Give the entries back exactly, dropping each image.

----

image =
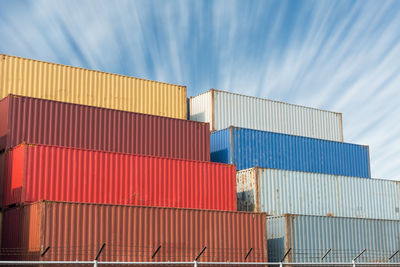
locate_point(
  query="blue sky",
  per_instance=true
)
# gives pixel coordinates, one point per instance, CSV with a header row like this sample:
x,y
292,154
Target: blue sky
x,y
338,55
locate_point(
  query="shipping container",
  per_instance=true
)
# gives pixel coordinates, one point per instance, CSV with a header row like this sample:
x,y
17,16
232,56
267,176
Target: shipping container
x,y
224,109
22,76
50,122
249,148
278,192
310,237
76,231
36,172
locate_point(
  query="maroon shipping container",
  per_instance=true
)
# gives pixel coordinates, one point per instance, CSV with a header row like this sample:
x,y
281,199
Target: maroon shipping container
x,y
39,121
36,172
76,231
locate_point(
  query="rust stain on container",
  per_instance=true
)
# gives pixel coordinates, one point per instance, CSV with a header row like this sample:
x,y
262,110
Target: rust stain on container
x,y
70,174
22,76
49,122
75,231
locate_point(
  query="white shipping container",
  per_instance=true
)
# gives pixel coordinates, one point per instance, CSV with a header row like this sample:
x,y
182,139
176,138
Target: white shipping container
x,y
279,192
223,109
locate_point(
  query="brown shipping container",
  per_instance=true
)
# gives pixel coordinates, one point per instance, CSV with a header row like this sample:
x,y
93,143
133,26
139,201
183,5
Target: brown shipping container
x,y
39,121
76,231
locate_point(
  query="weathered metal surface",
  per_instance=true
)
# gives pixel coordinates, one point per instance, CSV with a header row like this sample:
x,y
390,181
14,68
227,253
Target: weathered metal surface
x,y
36,172
278,192
22,76
76,231
247,148
50,122
224,109
310,237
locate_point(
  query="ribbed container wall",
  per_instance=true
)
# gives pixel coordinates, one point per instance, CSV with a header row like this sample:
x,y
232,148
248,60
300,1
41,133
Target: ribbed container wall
x,y
279,192
310,237
50,122
224,109
22,76
36,172
247,148
76,231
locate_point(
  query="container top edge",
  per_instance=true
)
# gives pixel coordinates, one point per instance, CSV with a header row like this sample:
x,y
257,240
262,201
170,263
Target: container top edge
x,y
110,73
103,108
326,217
28,144
137,206
299,136
319,173
277,101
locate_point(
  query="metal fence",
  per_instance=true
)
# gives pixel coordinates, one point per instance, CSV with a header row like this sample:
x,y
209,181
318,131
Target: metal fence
x,y
96,263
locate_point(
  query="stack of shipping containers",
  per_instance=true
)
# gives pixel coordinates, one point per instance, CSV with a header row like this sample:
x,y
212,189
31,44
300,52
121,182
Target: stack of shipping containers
x,y
293,165
91,158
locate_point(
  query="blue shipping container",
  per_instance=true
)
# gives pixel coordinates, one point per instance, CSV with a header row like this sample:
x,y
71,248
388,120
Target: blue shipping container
x,y
247,148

----

* THE ANSWER
image =
locate_point(
  query="blue sky",
  per_instance=true
)
# gives pixel coordinates, one point per instance, CSV with a header row like this sample:
x,y
292,154
Target: blue sky
x,y
338,55
locate_point(
  query="shipping container",
  per_instance=true
)
# gives pixel coordinates, one point per instance, CSV with a header row like this sample:
x,y
17,16
232,56
267,176
Target: shipping container
x,y
224,109
22,76
50,122
249,148
278,192
310,237
76,231
36,172
locate_point(
  query="maroon shipping container",
  per_instance=true
)
# gives pixel coordinates, one point per instance, CSV with a header row like this sample:
x,y
281,199
Target: maroon shipping container
x,y
39,121
36,172
76,231
locate_point(
  query="rust stain on container",
  per_instance=true
)
# gives pixel coordinates, one point per instance, CSV with a header row like this sample:
x,y
262,110
Target: rust stain on container
x,y
70,174
22,76
49,122
75,231
locate_point(
  query="white shipping container",
  per_instance=true
)
# gives pixel coordinates, one point per instance, CSV with a header row like this sample:
x,y
182,139
176,138
Target: white shipping container
x,y
279,192
223,109
locate_point(
  query="brown shipping container",
  per_instance=true
)
# gives pixel coordinates, one point per instance, CSV with a header row like this sample:
x,y
93,143
133,26
139,201
183,5
Target: brown shipping container
x,y
39,121
76,231
locate_point(
  query="weathered metal surface",
  per_instance=true
)
# gives pixel coordinates, one point per instance, CSV with a header row like this sample:
x,y
390,181
14,68
227,253
Target: weathered metal surface
x,y
36,172
278,192
22,76
76,231
247,148
50,122
224,109
310,237
locate_point(
  query="ribbed container wall",
  per_instance=true
)
# gives pixel coordinates, one point per instance, CSV with a header row like this sample:
x,y
232,148
248,60
300,1
41,133
Target: ribbed container wall
x,y
279,192
310,237
50,122
224,109
22,76
36,172
247,148
76,231
locate_point(
  query="container top edge",
  per_instance=true
)
# gives pixel coordinates, one point per instance, CSV with a header row like this sample:
x,y
257,240
262,201
170,263
Target: container top edge
x,y
110,73
103,108
326,217
28,144
137,206
299,136
319,173
277,101
locate_point(
  query="metal fence",
  per_instance=true
)
# gives pixel coordinates, one point per instance, CSV with a header row like this sample:
x,y
209,181
318,131
Target: metal fence
x,y
96,263
locate_point(
  query="stack of shipping containers",
  per_instance=true
)
# gives pixel coordinates, one point per instance, CSV with a header row like this sample:
x,y
212,189
31,44
300,52
121,182
Target: stack of shipping containers
x,y
293,165
91,158
locate_point(
  query="blue shipping container",
  per_instance=true
)
# gives pixel coordinates, one point per instance, CSV with a header row like this sample:
x,y
71,248
388,120
Target: blue shipping container
x,y
247,148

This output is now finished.